### INSTRUCTIONS TO FOLLOW
The required output is every record, reproduced exactly.

### DATASET RECORDS
□ □ □

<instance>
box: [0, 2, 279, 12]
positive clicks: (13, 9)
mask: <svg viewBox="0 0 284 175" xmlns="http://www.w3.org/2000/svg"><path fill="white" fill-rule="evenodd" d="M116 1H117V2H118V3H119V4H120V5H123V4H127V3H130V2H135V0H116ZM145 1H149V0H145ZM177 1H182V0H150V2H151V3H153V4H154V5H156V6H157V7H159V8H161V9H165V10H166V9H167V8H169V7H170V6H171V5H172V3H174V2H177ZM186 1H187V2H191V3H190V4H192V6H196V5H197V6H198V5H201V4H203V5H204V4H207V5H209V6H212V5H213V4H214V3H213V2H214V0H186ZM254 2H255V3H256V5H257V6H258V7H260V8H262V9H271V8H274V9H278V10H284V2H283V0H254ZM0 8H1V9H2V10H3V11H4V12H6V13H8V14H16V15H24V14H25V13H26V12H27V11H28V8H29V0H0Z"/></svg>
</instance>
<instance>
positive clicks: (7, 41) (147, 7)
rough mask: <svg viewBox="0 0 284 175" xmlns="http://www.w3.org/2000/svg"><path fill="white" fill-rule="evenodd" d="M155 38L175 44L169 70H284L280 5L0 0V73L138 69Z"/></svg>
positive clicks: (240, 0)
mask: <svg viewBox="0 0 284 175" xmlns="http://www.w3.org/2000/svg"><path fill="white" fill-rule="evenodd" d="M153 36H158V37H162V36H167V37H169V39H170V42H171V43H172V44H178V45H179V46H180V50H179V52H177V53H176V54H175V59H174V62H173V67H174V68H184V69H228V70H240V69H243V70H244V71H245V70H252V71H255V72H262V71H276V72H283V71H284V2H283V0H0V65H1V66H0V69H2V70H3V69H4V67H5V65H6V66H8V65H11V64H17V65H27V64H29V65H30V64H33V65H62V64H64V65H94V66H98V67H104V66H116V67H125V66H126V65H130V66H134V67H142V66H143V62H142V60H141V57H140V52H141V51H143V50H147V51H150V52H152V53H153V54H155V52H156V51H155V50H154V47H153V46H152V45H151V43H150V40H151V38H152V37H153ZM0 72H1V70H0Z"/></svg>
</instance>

□ □ □

### ANSWER BOX
<instance>
box: [0, 2, 279, 12]
positive clicks: (13, 9)
mask: <svg viewBox="0 0 284 175" xmlns="http://www.w3.org/2000/svg"><path fill="white" fill-rule="evenodd" d="M116 1H117V2H118V3H119V4H120V5H123V4H127V3H130V2H135V0H116ZM145 1H149V0H145ZM177 1H182V0H150V2H151V3H153V4H154V5H156V6H157V7H159V8H161V9H165V10H166V9H167V8H169V7H170V6H171V5H172V3H174V2H177ZM186 1H187V2H191V3H190V4H192V6H196V5H197V6H198V5H201V4H203V5H204V4H207V5H209V6H212V5H213V4H214V3H213V2H214V0H186ZM254 2H255V3H256V5H257V6H258V7H260V8H262V9H271V8H274V9H278V10H284V2H283V0H254ZM0 8H1V9H2V10H3V11H4V12H6V13H8V14H16V15H24V14H25V13H26V12H27V11H28V8H29V0H0Z"/></svg>
</instance>
<instance>
positive clicks: (7, 41) (147, 7)
rough mask: <svg viewBox="0 0 284 175" xmlns="http://www.w3.org/2000/svg"><path fill="white" fill-rule="evenodd" d="M155 38L175 44L169 70H284L280 5L0 0V73L138 69Z"/></svg>
positive clicks: (240, 0)
mask: <svg viewBox="0 0 284 175" xmlns="http://www.w3.org/2000/svg"><path fill="white" fill-rule="evenodd" d="M153 36H158V37H162V36H167V37H169V39H170V42H171V43H172V44H178V45H179V46H180V50H179V52H177V53H176V54H175V59H174V62H173V67H174V68H184V69H228V70H240V69H243V70H244V71H245V70H252V71H255V72H262V71H276V72H283V71H284V2H283V0H0V65H1V66H0V69H2V70H3V69H4V67H5V65H6V66H8V65H11V64H17V65H27V64H29V65H30V64H33V65H62V64H64V65H94V66H98V67H104V66H116V67H125V66H126V65H130V66H134V67H142V66H143V62H142V60H141V57H140V52H141V51H143V50H147V51H150V52H152V53H153V54H155V52H156V51H155V50H154V47H153V46H152V45H151V43H150V40H151V38H152V37H153ZM0 72H1V70H0Z"/></svg>
</instance>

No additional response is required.